[Data extracted from a collection]

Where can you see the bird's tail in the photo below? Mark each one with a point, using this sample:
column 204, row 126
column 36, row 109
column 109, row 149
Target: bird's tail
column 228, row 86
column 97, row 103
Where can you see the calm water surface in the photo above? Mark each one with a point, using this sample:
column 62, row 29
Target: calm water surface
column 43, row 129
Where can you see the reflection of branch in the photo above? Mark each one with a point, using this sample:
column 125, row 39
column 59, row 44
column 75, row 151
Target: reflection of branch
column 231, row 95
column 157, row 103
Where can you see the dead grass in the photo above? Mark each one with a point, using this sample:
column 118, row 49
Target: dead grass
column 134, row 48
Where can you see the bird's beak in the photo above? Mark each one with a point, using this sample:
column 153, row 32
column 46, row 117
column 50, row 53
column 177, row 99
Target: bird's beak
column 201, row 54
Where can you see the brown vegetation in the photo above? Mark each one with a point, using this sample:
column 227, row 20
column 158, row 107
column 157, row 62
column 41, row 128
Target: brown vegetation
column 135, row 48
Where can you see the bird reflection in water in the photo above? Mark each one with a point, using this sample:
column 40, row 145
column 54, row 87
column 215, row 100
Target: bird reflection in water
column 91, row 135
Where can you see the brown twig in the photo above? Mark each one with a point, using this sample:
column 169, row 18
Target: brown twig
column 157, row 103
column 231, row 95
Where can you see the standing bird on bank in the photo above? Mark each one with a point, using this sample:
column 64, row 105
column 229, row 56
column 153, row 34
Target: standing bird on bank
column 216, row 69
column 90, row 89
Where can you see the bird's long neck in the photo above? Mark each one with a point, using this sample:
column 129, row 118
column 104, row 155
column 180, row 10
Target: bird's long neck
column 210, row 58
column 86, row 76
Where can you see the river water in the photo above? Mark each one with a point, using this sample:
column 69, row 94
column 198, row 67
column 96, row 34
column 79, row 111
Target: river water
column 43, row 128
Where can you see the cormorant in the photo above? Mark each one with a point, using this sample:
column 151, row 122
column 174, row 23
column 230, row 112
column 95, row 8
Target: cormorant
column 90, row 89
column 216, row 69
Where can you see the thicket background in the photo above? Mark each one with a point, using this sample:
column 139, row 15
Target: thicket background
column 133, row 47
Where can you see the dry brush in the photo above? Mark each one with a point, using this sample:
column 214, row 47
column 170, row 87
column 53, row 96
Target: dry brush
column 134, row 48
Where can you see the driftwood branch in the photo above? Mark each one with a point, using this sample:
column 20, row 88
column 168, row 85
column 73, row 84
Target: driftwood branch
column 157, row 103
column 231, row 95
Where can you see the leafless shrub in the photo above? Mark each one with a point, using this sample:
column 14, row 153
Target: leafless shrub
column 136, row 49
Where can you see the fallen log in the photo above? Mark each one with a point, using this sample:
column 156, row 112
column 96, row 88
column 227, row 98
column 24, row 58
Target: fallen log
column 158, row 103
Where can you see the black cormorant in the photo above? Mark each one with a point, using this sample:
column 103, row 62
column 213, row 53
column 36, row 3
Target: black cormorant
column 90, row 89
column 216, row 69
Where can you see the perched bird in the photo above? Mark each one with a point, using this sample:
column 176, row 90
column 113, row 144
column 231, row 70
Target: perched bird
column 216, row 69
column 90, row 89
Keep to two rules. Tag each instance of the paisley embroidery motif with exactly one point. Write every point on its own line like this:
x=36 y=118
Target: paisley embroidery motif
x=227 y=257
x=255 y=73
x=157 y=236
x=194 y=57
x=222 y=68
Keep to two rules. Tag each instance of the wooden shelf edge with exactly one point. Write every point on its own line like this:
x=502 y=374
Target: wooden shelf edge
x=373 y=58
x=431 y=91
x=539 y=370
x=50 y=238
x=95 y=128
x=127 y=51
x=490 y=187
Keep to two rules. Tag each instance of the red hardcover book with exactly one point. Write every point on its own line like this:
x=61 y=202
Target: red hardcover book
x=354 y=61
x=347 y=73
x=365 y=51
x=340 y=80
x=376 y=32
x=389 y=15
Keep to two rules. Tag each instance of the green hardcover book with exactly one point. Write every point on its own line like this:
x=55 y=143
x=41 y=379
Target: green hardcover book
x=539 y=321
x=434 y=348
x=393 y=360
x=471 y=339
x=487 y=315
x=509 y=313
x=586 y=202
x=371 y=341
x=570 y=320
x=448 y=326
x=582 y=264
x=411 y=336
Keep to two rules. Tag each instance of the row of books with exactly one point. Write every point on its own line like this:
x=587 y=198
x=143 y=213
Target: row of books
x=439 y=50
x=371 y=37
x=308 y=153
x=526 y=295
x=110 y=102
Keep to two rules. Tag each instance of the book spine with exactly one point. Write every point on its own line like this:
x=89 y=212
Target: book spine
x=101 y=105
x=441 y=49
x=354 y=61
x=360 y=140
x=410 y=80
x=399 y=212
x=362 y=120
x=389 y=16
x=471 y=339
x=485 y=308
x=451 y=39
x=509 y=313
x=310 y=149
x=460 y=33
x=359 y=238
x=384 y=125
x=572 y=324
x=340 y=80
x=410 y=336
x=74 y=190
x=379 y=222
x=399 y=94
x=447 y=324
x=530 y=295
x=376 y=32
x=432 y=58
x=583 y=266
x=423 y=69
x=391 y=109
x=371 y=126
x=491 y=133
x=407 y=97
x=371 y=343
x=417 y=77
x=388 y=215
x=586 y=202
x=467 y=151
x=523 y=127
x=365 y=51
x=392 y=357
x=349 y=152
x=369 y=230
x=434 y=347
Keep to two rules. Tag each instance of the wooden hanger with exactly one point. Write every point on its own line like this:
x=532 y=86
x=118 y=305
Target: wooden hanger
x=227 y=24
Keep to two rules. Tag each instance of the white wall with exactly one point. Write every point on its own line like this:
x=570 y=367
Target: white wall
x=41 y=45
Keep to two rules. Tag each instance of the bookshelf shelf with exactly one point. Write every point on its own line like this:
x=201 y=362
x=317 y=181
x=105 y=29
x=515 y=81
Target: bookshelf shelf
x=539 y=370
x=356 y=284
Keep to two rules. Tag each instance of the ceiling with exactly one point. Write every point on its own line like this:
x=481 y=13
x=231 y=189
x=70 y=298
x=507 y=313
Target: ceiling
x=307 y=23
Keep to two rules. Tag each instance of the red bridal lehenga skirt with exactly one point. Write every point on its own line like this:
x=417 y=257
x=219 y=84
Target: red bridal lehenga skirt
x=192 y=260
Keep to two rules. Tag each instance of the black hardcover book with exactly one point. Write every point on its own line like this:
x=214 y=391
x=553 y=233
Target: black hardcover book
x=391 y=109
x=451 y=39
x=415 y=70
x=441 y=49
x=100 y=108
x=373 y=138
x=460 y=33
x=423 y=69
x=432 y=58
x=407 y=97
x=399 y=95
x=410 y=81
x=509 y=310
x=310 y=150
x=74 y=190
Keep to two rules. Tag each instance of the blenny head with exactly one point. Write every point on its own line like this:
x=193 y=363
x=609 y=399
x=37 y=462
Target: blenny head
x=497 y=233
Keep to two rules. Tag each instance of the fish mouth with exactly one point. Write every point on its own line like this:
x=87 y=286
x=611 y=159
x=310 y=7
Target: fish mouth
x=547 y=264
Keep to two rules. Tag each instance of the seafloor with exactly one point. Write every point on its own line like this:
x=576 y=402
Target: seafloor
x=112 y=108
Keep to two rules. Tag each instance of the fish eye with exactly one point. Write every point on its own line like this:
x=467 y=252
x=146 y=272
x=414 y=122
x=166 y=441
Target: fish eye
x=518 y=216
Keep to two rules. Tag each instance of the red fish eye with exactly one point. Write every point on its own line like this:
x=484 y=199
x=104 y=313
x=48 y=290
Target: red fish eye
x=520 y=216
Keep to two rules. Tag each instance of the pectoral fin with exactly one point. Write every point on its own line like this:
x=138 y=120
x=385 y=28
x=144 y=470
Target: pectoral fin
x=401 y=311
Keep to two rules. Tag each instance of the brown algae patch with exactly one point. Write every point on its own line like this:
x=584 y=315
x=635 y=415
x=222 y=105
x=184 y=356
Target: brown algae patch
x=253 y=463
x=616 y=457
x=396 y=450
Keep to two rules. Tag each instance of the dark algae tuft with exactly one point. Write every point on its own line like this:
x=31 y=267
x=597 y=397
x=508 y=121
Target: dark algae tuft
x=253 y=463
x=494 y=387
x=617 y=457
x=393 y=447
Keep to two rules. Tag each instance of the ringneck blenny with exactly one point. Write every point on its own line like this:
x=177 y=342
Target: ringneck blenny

# [Exercise directions]
Copy out, in full, each line above that has the word "ringneck" in it.

# [Answer box]
Keep to two rules. Tag each instance of the ringneck blenny with exactly one point. Write every point on its own line like this:
Target: ringneck blenny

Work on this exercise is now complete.